▶ Отрывок
Posted 18 мая 2006,, 20:00

Published 18 мая 2006,, 20:00

Modified 8 марта, 09:12

Updated 8 марта, 09:12

«Бессонницы случайный собеседник»

«Бессонницы случайный собеседник»

18 мая 2006, 20:00
Владимир Корвин-Пиотровский (1891, Белая Церковь – 1966, Лос-Анджелес)

«Множество имен Есть у меня, но все они чужие. Я – поздний гость, зашедший ненароком, Бессонницы случайный собеседник». Так говорит бродяга Глюк в драматической поэме Корвин-Пиотровского о себе, а заодно, как водится, и об авторе. Но это неправда, что автору все имена чужие, хотя есть среди них даже королевские.

Однако сначала пойдет речь не о нем, а о другом человеке, с которым у него много общего. Это Владимир Андреевич Савин (1902–1962) – врангелевец, галлиполиец, затем шахтер в Болгарии, затем рабочий на конвейере автомобильного завода «Рено». Его сын – Андрей Савин, окончивший Парижский Православный институт, был воспитан отцом в уважении к нашей литературе, живописи, музыке. Андрей Савин создал фирму «Русский библиофил», много лет собирал книги, написанные русскими эмигрантами. В 1998 году в Санкт-Петербурге вышел каталог его собрания «О муза русская, покинувшая дом…». Там и была напечатана биография Владимира Корвин-Пиотровского, где черным по белому написано, что он происходит из рода венгерских королей. Эта легенда запущена самим поэтом. По свидетельству его друга Юрия Офросимова, Корвин-Пиотровский любил рассказывать, что «он потомок венгерских королей Корвиных, из которых Матвей Корвин был всесветно знаменитый и что есть у него, Владимира Корвина, шансы претендовать на венгерский трон, ежели «что произойдет»… В стихах одной из поэм это выражено так: «Наследник славы европейской – Венгерской и иных корон»… Потом и эта родословная показалась ему короткой и в одном из последних своих писем он уже вел свой род от римского сенатора Марцелла Корвуса, отмеченного Сенекой за красноречие и упомянутого Горацием. На эту тему, с усердием и прилежанием прямо поразительными, готов он был писать настоящие исследования и вести разговоры с пресерьезной убедительностью, ставившей в тупик, а порою и раздражавшей собеседника». Впрочем, кто знает – может быть, всё это правда.

▶ Набор данных
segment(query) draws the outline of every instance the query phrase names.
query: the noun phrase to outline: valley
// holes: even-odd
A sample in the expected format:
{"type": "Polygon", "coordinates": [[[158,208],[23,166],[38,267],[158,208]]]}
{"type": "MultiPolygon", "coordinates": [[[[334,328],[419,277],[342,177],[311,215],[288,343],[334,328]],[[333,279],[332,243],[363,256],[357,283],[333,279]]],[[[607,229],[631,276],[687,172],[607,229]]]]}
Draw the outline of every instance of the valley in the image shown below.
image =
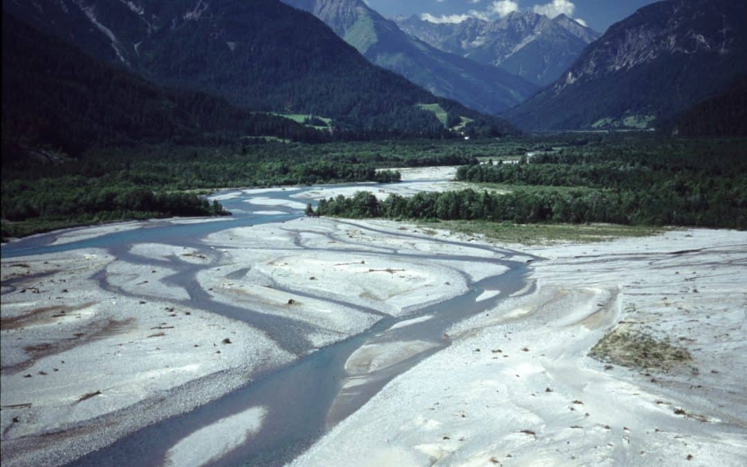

▶ Что сделать
1. Согласно тексту о Корвин-Пиотровском, в каком году в Санкт-Петербурге вышел каталог собрания Андрея Савина?
2. Выпишите из текста о Корвин-Пиотровском без изменений отрывок от «Updated 8 марта, 09:12» до «них даже королевские.».
3. Верны ли по тексту о Корвин-Пиотровском эти утверждения? (a) Владимир Андреевич Савин работал на автомобильном заводе «Рено». (b) Корвин-Пиотровский родился в Лос-Анджелесе. (c) Легенду о происхождении поэта из рода венгерских королей пустил Юрий Офросимов. На каждое ответьте «да» или «нет» и приведите решающие слова текста дословно.

▶ Ответы
1. В 1998 году.

2.
Updated 8 марта, 09:12

«Бессонницы случайный собеседник»

«Бессонницы случайный собеседник»

18 мая 2006, 20:00
Владимир Корвин-Пиотровский (1891, Белая Церковь – 1966, Лос-Анджелес)

«Множество имен Есть у меня, но все они чужие. Я – поздний гость, зашедший ненароком, Бессонницы случайный собеседник». Так говорит бродяга Глюк в драматической поэме Корвин-Пиотровского о себе, а заодно, как водится, и об авторе. Но это неправда, что автору все имена чужие, хотя есть среди них даже королевские.

3.
(a) Да: «затем рабочий на конвейере автомобильного завода «Рено»».
(b) Нет: «(1891, Белая Церковь – 1966, Лос-Анджелес)».
(c) Нет: «Эта легенда запущена самим поэтом».